__GIVEN TEXT__.
Ocugen, Inc. (Nasdaq: NASDAQ:OCGN), a biotechnology company focused on discovering, developing, and commercializing novel gene and cell therapies and vaccines, today announced that it has commenced an underwritten public offering (the “offering”) of its common stock. In addition, Ocugen expects to grant the underwriter a 30-day option to purchase up to an additional 15% of the aggregate number of shares of its common stock to be sold in the public offering at the public offering price, less the underwriting discounts and commissions. All of the shares of common stock in the offering are to be sold by Ocugen. The offering is subject to market and other conditions, and there can be no assurance as to whether or when the offering may be completed, or as to the actual size or terms of the offering.
Ocugen intends to use the net proceeds of the proposed offering for general corporate purposes, capital expenditures, working capital, and general and administrative expenses.
Titan Partners Group, a division of American Capital Partners, is acting as the sole book-running manager for the proposed offering.

__SUPPLIED MATERIAL__.
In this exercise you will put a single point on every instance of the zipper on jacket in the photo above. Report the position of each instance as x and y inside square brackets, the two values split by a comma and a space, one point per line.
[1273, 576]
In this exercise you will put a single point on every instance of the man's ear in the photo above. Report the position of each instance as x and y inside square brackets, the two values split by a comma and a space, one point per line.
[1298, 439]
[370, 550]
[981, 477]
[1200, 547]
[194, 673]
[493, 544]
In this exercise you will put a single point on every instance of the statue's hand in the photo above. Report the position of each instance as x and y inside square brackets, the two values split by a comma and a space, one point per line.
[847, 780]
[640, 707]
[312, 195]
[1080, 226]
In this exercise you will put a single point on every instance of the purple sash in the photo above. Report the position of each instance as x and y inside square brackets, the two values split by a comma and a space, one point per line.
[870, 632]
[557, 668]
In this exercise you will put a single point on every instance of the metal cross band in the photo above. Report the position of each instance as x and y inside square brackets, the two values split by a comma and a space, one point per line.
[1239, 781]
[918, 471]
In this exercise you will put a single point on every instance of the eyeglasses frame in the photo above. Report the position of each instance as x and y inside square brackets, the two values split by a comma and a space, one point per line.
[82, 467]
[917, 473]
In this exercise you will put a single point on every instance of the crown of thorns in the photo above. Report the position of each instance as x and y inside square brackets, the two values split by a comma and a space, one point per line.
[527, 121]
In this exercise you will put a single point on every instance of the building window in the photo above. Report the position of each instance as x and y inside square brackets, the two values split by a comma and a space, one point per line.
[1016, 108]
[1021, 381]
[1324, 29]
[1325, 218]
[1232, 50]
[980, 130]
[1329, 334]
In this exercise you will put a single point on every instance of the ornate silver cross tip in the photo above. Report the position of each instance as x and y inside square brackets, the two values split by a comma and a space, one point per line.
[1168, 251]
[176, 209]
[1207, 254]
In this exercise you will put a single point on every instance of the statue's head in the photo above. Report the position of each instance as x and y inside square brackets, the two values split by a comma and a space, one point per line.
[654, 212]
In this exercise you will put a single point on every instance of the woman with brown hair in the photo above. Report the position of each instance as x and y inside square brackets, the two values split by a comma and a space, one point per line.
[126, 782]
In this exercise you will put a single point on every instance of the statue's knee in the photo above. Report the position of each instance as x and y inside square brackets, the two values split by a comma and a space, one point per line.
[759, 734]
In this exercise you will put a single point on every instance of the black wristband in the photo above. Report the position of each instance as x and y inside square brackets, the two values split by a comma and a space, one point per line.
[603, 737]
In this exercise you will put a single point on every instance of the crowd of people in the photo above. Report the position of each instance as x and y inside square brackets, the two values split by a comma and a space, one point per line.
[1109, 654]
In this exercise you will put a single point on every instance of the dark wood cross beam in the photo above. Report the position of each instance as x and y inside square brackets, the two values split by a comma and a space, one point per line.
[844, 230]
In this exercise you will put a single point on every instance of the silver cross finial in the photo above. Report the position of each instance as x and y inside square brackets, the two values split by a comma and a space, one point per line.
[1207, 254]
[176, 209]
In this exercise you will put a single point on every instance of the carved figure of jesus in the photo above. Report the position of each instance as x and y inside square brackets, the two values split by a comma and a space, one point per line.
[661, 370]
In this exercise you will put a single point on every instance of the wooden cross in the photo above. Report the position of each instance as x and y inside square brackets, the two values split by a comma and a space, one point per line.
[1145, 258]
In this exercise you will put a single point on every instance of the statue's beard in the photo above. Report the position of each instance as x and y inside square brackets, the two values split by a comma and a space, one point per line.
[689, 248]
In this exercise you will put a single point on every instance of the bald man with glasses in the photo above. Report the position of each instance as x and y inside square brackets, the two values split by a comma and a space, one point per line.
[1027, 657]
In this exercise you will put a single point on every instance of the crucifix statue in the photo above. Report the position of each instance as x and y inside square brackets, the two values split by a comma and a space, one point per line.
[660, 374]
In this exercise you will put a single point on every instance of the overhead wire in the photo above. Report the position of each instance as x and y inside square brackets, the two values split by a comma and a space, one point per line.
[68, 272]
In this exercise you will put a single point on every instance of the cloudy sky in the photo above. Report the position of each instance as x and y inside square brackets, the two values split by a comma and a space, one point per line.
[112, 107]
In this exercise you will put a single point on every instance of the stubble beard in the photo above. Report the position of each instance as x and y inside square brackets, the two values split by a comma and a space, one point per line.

__TASK SET__.
A. Answer the following from the Ocugen offering announcement:
(i) For how many days may the underwriter exercise its option to purchase additional shares?
(ii) For what purposes does Ocugen intend to use the net proceeds?
(iii) Which firm is acting as sole book-running manager?
B. Write the next portion of the Ocugen offering announcement, beginning after its final sentence.
The data that come after this text are drawn from a separate source.

__ANSWERS FOR EACH ITEM__.
A.
(i) 30 days.
(ii) General corporate purposes, capital expenditures, working capital, and general and administrative expenses.
(iii) Titan Partners Group, a division of American Capital Partners.

B.
The offering is being made by Ocugen pursuant to a shelf registration statement on Form S-3 (File No. 333-278774) previously filed with the Securities and Exchange Commission (the “SEC”) on April 18, 2024, which became effective on May 1, 2024. The securities may be offered only by means of a prospectus and prospectus supplement that form a part of the registration statement. A preliminary prospectus supplement and the accompanying base prospectus relating to and describing the proposed terms of the offering will be filed with the SEC and will be available on the SEC’s website at www.sec.gov. Copies of the preliminary prospectus supplement and accompanying base prospectus relating to this offering may be obtained, when available, from Titan Partners Group LLC, a division of American Capital Partners, LLC, 4 World Trade Center, 29th Floor, New York, NY 10007, by phone at (929) 833-1246 or by email at prospectus@titanpartnersgrp.com.
This press release shall not constitute an offer to sell or the solicitation of an offer to buy, nor shall there be any sale of these securities in any state or jurisdiction in which such offer, solicitation or sale would be unlawful prior to registration or qualification under the securities laws of such state or jurisdiction.